------ Extracted records ------
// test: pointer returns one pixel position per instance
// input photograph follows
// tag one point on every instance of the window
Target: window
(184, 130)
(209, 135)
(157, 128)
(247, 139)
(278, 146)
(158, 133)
------
------ Extracted records ------
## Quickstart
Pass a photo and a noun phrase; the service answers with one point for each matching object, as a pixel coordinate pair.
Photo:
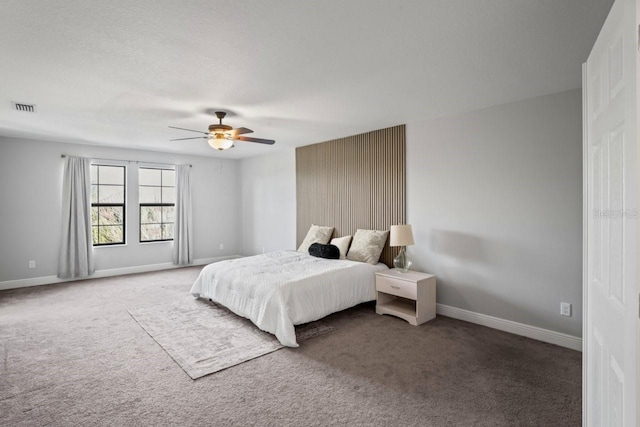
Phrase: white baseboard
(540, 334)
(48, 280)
------
Identify each line in the data above that contains the string "instance", and copy those lines.

Exercise answer ▸
// test: pointer returns one pixel position per instance
// tag one point on every instance of the window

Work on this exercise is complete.